PROBLEM REQUIREMENTS:
Print every line of the records below word for word, leaving out the pictures.
***** PROVIDED DATA *****
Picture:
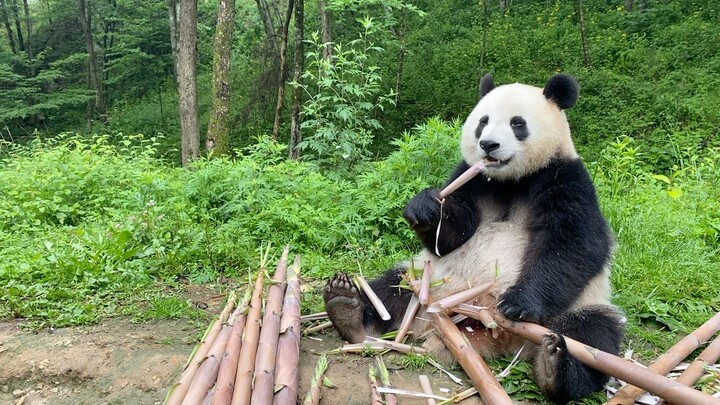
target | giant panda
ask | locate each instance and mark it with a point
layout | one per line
(529, 222)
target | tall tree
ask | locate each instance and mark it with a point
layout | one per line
(295, 131)
(283, 69)
(187, 80)
(95, 80)
(6, 20)
(583, 35)
(218, 130)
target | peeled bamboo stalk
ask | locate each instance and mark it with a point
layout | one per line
(251, 333)
(375, 397)
(390, 398)
(315, 393)
(178, 391)
(612, 365)
(410, 313)
(478, 313)
(473, 171)
(456, 299)
(377, 303)
(287, 370)
(669, 360)
(262, 391)
(427, 388)
(425, 283)
(228, 367)
(206, 374)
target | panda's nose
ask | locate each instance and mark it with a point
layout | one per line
(489, 146)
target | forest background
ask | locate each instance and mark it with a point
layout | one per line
(335, 113)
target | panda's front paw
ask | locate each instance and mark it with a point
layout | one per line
(422, 212)
(519, 305)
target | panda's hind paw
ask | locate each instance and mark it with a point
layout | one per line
(345, 307)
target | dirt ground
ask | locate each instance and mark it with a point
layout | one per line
(120, 362)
*****
RESULT OF THIS TASK:
Picture:
target | giant panda
ask | locate each instance and mark it with a point
layout | one per line
(529, 222)
target | tall tree
ask | locate each instance and mark it with a point
layout | one per line
(295, 131)
(283, 69)
(187, 80)
(95, 80)
(6, 20)
(583, 35)
(218, 130)
target | peeled bamboo stalk
ask | locate each instance and mark it with a point
layout | one per line
(251, 333)
(375, 397)
(390, 398)
(315, 393)
(178, 391)
(612, 365)
(410, 313)
(478, 313)
(473, 171)
(456, 299)
(377, 303)
(287, 370)
(669, 360)
(262, 391)
(427, 388)
(425, 283)
(228, 367)
(206, 374)
target | panda's nose
ask | locate each instance and mark it with a point
layout | one per line
(489, 146)
target | forest background
ask | locate each instance and mark it with a point
layout | one per line
(335, 113)
target | panda's front paw
ask | locate each instance and mark it with a point
layout | one per line
(422, 212)
(519, 305)
target | panda's hind paw
ask | locate each instance and mark it with a point
layout | one per line
(345, 307)
target | dirt ground
ask | locate each instance and mark it with a point
layout | one per line
(120, 362)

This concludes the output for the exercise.